### Task
Beginning at the line that contains "Look at the image and find the paved", transcribe the remaining lines of the listing exactly; include the final line and omit everything before.

### Data for this exercise
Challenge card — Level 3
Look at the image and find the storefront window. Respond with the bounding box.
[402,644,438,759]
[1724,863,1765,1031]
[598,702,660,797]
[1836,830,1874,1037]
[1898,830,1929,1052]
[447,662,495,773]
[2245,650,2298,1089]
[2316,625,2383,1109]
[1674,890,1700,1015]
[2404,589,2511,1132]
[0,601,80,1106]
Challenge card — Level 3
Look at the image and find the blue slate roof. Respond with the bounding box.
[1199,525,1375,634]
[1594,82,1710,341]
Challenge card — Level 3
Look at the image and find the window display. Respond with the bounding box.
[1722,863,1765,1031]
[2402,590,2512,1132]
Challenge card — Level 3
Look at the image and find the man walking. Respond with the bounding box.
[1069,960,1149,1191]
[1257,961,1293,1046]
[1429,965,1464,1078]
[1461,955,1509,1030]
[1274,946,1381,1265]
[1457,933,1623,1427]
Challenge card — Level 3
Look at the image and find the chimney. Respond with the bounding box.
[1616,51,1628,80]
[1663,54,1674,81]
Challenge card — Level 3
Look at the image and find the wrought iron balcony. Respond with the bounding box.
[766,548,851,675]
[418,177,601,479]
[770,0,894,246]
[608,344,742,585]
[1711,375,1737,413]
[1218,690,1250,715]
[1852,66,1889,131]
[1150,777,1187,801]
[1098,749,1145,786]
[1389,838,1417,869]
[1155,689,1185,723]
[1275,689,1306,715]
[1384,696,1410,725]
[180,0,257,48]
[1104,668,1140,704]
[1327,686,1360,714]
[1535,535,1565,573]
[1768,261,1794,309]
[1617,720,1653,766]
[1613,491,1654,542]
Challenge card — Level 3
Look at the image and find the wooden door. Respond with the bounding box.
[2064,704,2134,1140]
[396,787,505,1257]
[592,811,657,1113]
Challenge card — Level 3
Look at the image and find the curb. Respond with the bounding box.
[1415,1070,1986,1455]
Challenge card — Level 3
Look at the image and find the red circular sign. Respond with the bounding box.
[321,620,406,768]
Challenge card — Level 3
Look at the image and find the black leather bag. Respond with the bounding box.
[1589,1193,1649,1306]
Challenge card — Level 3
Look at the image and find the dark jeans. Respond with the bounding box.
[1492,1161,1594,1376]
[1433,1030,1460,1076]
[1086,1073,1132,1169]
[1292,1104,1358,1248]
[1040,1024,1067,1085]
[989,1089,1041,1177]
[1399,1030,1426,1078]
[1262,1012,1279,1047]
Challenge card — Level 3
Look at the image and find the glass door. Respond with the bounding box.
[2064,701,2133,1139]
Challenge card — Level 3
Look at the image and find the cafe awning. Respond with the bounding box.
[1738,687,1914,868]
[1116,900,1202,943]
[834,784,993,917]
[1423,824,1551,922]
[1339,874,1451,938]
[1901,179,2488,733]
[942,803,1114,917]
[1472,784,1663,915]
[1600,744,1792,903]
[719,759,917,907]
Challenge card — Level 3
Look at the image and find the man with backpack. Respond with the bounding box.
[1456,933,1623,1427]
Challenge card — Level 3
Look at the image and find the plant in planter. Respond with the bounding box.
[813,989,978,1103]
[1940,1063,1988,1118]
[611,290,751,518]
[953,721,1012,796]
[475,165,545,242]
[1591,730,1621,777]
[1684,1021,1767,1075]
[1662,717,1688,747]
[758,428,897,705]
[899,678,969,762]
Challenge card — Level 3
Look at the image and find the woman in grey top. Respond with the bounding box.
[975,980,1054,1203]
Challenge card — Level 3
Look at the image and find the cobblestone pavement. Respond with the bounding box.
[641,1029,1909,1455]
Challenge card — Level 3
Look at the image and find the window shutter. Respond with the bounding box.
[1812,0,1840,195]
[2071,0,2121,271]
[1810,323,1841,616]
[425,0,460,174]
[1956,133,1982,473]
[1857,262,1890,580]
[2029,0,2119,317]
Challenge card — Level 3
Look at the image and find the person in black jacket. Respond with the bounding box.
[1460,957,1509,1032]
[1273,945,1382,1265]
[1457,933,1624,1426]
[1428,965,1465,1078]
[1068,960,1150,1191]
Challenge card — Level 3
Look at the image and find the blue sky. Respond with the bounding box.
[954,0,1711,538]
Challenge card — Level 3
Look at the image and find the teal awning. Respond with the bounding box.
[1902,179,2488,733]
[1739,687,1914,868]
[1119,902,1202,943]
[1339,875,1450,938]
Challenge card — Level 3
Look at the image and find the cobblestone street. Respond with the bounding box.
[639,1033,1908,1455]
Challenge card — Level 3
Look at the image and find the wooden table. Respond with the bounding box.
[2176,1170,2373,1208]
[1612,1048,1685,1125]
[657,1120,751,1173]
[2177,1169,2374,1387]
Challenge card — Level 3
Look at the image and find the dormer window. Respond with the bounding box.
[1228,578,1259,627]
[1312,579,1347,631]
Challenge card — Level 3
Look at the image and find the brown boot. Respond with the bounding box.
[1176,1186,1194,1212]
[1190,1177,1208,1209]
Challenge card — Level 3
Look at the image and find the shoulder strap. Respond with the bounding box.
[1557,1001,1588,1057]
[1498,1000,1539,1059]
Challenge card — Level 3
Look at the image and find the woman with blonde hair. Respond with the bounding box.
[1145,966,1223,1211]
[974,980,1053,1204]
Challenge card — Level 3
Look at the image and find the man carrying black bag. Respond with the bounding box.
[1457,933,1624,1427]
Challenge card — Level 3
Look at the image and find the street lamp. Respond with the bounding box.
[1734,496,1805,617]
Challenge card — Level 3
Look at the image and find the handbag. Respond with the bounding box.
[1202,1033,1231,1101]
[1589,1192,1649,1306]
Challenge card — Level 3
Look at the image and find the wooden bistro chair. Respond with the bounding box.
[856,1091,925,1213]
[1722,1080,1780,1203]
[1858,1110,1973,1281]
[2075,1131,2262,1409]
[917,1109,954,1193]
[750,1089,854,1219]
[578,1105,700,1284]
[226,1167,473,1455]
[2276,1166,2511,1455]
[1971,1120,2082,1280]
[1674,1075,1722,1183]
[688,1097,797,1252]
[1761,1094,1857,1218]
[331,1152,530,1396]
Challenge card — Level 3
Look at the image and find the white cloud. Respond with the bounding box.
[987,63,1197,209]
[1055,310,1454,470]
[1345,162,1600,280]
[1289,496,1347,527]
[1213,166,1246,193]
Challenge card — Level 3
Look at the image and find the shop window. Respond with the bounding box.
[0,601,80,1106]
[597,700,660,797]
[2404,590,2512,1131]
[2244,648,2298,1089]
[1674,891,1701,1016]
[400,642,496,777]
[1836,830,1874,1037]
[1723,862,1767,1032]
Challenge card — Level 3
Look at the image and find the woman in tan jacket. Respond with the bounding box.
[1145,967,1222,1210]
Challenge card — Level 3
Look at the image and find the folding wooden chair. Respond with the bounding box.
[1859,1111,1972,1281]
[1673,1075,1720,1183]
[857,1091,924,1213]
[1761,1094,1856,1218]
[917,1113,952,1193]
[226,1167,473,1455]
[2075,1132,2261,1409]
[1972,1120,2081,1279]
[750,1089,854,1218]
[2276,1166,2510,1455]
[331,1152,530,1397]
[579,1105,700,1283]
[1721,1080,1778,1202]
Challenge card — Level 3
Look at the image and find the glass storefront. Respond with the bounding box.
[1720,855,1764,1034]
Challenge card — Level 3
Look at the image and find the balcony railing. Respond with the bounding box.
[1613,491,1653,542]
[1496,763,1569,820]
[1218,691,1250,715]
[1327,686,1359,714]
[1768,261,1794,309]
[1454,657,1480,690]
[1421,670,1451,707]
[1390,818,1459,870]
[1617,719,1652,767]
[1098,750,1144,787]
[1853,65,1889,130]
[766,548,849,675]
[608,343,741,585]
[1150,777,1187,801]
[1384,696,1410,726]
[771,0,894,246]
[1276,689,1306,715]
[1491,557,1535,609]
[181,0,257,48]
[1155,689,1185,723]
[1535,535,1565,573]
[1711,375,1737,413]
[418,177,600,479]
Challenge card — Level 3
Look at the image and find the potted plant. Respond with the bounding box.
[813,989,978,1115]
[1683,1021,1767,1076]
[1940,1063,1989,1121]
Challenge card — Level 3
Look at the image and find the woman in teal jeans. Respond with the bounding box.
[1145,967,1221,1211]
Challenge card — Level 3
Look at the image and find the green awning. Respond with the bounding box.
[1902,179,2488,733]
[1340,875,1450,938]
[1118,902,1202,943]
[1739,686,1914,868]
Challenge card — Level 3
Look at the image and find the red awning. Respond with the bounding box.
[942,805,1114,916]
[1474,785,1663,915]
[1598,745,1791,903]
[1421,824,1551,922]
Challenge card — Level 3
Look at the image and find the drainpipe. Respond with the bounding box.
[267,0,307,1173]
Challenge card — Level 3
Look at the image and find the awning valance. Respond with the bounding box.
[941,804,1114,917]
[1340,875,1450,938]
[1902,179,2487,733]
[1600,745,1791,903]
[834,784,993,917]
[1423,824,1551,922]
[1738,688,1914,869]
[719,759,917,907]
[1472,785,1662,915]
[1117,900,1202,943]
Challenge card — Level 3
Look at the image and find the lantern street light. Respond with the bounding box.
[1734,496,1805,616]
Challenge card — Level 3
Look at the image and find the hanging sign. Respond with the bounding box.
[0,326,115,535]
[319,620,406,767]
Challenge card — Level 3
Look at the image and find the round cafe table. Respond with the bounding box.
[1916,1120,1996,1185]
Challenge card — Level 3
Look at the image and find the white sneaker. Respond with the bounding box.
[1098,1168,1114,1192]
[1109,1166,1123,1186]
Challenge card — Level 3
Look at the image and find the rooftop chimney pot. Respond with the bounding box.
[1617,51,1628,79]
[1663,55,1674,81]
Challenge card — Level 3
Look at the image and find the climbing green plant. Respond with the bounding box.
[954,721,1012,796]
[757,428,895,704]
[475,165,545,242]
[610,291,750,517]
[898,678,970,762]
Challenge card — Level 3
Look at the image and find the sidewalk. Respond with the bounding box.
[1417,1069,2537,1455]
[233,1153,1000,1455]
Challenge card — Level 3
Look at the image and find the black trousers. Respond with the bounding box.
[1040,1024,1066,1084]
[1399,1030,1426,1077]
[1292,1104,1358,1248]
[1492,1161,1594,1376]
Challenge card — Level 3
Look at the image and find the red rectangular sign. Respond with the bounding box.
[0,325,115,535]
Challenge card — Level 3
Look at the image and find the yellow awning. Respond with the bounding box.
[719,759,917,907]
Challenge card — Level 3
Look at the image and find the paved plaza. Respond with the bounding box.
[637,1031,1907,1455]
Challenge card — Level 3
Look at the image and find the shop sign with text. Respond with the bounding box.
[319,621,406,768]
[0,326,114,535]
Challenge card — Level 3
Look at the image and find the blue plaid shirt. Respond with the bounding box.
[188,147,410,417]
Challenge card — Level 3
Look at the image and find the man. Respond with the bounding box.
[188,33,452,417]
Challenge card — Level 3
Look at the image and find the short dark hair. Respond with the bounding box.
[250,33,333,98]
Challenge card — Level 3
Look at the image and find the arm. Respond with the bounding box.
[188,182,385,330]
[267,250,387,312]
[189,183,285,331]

### Reply to the exercise
Look at the image and find the paved plaza. Respond with the bounding box.
[637,1031,1907,1455]
Challenge card — Level 3
Look at the image and find the shop sign with text. Respond with the bounding box.
[319,621,406,768]
[0,326,114,535]
Challenge card — Level 3
Look at the image and find the blue plaid shirt. Respond with the bounding box.
[188,147,410,417]
Challenge card — Level 3
Look at the image and find the man. Respond with the bounding box.
[188,33,452,417]
Challenge card — Level 3
Look at the image and find the short dark hair. Respond with the bounding box.
[250,33,333,98]
Challenge card — Level 3
Look at the image and find the arm. Respond with the bounding box.
[188,182,385,330]
[267,250,387,312]
[189,183,285,331]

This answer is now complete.